Source data |
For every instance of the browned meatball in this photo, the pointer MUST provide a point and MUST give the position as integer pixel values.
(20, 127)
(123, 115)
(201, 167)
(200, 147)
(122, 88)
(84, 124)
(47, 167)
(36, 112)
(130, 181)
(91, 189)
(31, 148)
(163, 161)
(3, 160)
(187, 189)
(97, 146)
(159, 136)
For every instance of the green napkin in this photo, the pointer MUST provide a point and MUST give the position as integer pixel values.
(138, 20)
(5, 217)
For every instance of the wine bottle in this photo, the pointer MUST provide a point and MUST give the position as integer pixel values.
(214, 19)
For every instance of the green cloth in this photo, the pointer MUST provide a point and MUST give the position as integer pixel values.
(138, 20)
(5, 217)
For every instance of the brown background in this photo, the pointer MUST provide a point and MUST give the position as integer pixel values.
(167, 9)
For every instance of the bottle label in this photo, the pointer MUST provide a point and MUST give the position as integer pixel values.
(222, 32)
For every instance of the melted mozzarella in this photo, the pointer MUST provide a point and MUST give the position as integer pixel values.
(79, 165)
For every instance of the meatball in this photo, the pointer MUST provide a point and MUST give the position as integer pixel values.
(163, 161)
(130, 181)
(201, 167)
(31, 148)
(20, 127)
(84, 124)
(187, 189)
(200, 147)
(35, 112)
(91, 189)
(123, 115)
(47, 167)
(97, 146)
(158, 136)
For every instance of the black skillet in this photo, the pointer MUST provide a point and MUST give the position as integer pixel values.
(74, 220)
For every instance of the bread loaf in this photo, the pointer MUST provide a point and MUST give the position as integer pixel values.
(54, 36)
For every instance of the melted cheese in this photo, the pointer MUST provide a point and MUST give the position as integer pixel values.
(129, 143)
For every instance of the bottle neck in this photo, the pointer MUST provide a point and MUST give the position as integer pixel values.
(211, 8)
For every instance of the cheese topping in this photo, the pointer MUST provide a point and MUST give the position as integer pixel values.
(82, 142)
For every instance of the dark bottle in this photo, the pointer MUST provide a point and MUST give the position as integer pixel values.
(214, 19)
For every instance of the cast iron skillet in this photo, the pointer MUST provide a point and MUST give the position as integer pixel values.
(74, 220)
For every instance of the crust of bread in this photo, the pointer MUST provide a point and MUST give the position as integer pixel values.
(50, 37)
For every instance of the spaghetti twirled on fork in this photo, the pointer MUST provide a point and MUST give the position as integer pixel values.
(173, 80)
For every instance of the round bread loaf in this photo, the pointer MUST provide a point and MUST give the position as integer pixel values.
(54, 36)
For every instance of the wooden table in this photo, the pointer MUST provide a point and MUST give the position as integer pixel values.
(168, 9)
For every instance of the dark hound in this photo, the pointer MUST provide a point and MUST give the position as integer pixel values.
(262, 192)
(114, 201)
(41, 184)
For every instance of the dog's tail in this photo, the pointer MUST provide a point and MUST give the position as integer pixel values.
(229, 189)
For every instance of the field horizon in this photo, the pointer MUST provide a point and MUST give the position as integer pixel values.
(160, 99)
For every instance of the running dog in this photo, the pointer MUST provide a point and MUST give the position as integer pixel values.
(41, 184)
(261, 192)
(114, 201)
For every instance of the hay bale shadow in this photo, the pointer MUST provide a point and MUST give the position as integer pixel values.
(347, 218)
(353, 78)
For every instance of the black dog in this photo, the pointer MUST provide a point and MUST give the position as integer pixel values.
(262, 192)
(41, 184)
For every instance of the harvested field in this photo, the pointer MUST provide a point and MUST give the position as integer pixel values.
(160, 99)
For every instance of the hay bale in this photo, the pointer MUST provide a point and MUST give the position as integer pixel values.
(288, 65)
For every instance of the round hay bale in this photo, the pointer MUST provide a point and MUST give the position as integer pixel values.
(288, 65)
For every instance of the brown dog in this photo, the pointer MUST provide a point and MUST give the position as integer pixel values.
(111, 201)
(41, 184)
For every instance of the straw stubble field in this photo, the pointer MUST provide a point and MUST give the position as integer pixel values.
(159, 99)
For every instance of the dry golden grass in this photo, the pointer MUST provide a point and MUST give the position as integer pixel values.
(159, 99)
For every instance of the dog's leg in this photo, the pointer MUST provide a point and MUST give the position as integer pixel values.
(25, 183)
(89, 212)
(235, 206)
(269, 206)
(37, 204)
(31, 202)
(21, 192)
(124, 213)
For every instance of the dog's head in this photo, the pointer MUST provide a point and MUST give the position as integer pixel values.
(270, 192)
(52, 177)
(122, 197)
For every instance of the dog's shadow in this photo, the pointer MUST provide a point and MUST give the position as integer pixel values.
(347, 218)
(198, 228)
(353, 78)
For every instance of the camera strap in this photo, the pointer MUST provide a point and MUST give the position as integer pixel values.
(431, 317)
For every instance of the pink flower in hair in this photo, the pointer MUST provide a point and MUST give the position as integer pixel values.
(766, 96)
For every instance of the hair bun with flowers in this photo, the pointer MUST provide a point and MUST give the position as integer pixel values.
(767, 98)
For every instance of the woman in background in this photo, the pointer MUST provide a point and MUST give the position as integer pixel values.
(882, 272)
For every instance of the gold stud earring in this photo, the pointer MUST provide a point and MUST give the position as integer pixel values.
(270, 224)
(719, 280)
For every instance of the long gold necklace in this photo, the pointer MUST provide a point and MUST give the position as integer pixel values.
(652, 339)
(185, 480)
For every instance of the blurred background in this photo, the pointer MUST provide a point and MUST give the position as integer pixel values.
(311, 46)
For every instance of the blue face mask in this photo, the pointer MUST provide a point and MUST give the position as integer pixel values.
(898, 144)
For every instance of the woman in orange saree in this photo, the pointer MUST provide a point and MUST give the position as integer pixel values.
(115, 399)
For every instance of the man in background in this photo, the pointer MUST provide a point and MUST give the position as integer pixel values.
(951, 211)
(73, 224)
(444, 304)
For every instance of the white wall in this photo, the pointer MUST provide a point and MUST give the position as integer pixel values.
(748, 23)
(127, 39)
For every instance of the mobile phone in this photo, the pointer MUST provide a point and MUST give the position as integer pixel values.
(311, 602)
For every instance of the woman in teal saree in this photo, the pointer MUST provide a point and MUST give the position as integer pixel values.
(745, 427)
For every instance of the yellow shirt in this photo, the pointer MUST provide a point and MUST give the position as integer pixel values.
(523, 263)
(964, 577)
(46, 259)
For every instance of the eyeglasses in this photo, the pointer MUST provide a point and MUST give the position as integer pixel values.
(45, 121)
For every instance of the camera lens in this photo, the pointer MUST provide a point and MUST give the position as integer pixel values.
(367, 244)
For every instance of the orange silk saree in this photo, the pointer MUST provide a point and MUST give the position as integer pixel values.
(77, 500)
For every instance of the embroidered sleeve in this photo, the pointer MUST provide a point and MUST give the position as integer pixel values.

What you are asked to do |
Restate all of the entries above precisely.

Answer space |
For every instance of the browned meatball in this photo, the pointer MUST provide a point and MUST give the position as integer pixel values.
(20, 127)
(123, 115)
(201, 167)
(200, 147)
(122, 88)
(84, 124)
(47, 167)
(36, 112)
(130, 181)
(91, 189)
(31, 148)
(163, 161)
(3, 160)
(187, 189)
(97, 146)
(159, 136)
For every instance of the green napkin in this photo, the pointer MUST provide a point and MUST give the position as integer pixel values.
(138, 20)
(5, 217)
For every instance of the wine bottle in this photo, the pointer MUST provide a point and MUST give the position as integer pixel values.
(214, 19)
For every instance of the green cloth in this photo, the pointer MUST provide a point and MUST give the position as integer pixel values.
(138, 20)
(5, 217)
For every instance of the brown background in this photo, the pointer MUST provide a point and MUST give the position as integer pixel values.
(167, 9)
For every instance of the bottle label in this photo, the pointer MUST provide a point and MUST give the position as integer pixel values.
(222, 32)
For every instance of the melted mozzarella in this photo, the pointer MUST provide a point and MUST give the position as integer pixel values.
(79, 165)
For every instance of the meatball in this photo, the pointer MUST provide a point and MUST give the position as integer pixel values.
(163, 161)
(130, 181)
(201, 167)
(31, 148)
(20, 127)
(84, 124)
(187, 189)
(200, 147)
(35, 112)
(91, 189)
(123, 115)
(47, 167)
(97, 146)
(158, 136)
For every instance of the black skillet in this photo, the pointer MUST provide a point and MUST give the position as integer pixel values.
(74, 220)
For every instance of the bread loaf in this photo, the pointer MUST provide a point and MUST give the position as integer pixel values.
(54, 36)
For every instance of the melted cheese in this photo, the pointer MUST provide a point and MUST give the position as integer pixel values.
(129, 143)
For every instance of the bottle neck in this photo, the pointer MUST provide a point and MUST give the position as integer pixel values.
(211, 8)
For every instance of the cheese topping in this photo, the pointer MUST provide a point and MUST give the position as integer pixel values.
(82, 142)
For every instance of the dark bottle in this photo, the pointer MUST provide a point and MUST give the position as integer pixel values.
(214, 19)
For every instance of the cast iron skillet in this photo, the pointer MUST provide a point and MUST give the position as integer pixel values.
(74, 220)
For every instance of the crust of bread in this photo, the pointer MUST provide a point and MUST give the position as integer pixel values.
(50, 37)
For every instance of the spaghetti twirled on fork in this photo, the pointer MUST provide a point and MUST give the position as integer pixel values.
(173, 80)
For every instance of the round bread loaf in this photo, the pointer MUST provide a point and MUST give the position as integer pixel values.
(54, 36)
For every instance of the wooden table in this photo, the pointer MUST provide a point and MUST give the position as integer pixel values.
(168, 9)
For every instance of the dark hound in this photo, the pointer MUST provide a point and MUST give the position as integer pixel values.
(262, 192)
(114, 201)
(41, 184)
For every instance of the dog's tail in this photo, the pointer MUST provide a point and MUST give the position as integer pixel values.
(229, 189)
For every instance of the field horizon in this photo, the pointer MUST provide a point and MUST give the position as integer pixel values.
(160, 99)
For every instance of the running dog in this photo, the pointer MUST provide a point and MUST give the position as integer pixel values.
(41, 184)
(261, 192)
(114, 201)
For every instance of the hay bale shadow in this photo, the pointer MUST provide a point and MUST give the position as integer pixel values.
(347, 218)
(353, 78)
For every instance of the black dog in this photo, the pointer MUST provide a point and MUST give the position as integer pixel values.
(262, 192)
(41, 184)
For every instance of the harvested field in this photo, the pointer MUST provide a point and MUST give the position as integer pixel values.
(160, 99)
For every instance of the hay bale in this photo, the pointer MUST provide a point and MUST give the position as integer pixel values.
(288, 65)
For every instance of the round hay bale in this photo, the pointer MUST provide a point and MUST give the position as integer pixel values.
(288, 65)
For every instance of the brown dog in this photo, the pointer MUST provide a point and MUST give the position as integer pixel values.
(111, 201)
(41, 184)
For every instance of the straw stubble field in this photo, the pointer MUST provide a point and MUST give the position as integer pixel values.
(159, 99)
For every instance of the dry golden grass in this photo, the pointer MUST provide a point and MUST give the position as integer pixel values.
(159, 99)
For every instance of the dog's leg in this photo, the pointer MUST provide a point and MUST give the position as integer pixel values.
(25, 183)
(89, 212)
(235, 206)
(269, 206)
(37, 204)
(31, 202)
(21, 192)
(124, 213)
For every instance of the dog's head in this photo, the pointer MUST provide a point and MUST give the position as integer pixel values.
(270, 192)
(52, 177)
(122, 197)
For every instance of the dog's shadow in this photo, the pointer MUST provide a point and MUST give the position as integer pixel values.
(347, 218)
(198, 228)
(353, 78)
For every instance of the camera strap in this photo, the pointer MUST provide a point and MUST give the position as integer pixel values.
(431, 317)
For every instance of the pink flower in hair in this photo, the pointer MUST provide a point and MUST give the position as integer pixel values.
(766, 96)
For every instance of the hair bun with flowers in this photo, the pointer MUST provide a point and MUST give the position as integer pixel values.
(767, 98)
For every instance of the woman in background in this photo, the pointer MUST provide a point and MUST give the position as integer pixel values.
(882, 272)
For every instance of the gold stud earring in this photo, the pointer MUST provide a point and MUST give the position as integer pixel values.
(270, 224)
(719, 280)
For every instance of the long gold necklace in this photo, the pointer MUST provide a point and MUST give the position as integer pixel values.
(652, 339)
(185, 480)
For every instance of the blurred background in this photo, the pointer MUST provide a point and MUST give the position as integer pixel values.
(311, 46)
For every instance of the blue face mask in this photo, the pointer MUST provide a point and MUST give the position as integer pixel values.
(898, 144)
For every instance of the woman in orange saree in this photo, the pointer MUST provide a point and MUST give the position as integer pixel values.
(115, 399)
For every instance of the man in background in this photo, the pointer MUST provide a point and MUST give the position as integer pixel values.
(951, 211)
(73, 224)
(444, 304)
For every instance of the white wall in this photo, the pointer MUST provide a point and MUST give the position as integer pixel values.
(748, 23)
(127, 39)
For every instance of the mobile phone in this photo, the pointer MUST provide a point and MUST give the position as integer pixel values.
(311, 602)
For every instance of the woman in teal saree in this photo, the pointer MUST provide a point and MUST give the position as integer pixel values.
(745, 427)
For every instance of the yellow shirt in this photo, the pointer MUST provide a point and MUST give the position as integer pixel values.
(523, 263)
(964, 577)
(46, 259)
For every instance of the eyeglasses in this photo, the pointer MUST provide a point and MUST give the position as integer pixel values.
(45, 121)
For every instance of the camera lens in this photo, the pointer MUST provide a point and MUST give the position as integer pixel values.
(367, 244)
For every instance of the orange silk saree in this photo, the pointer MUST provide a point and MUST give the position as integer pixel values.
(77, 500)
For every instance of the embroidered sleeve in this photo, the pointer MUST provide a point and MUST give the position as integer pixel values.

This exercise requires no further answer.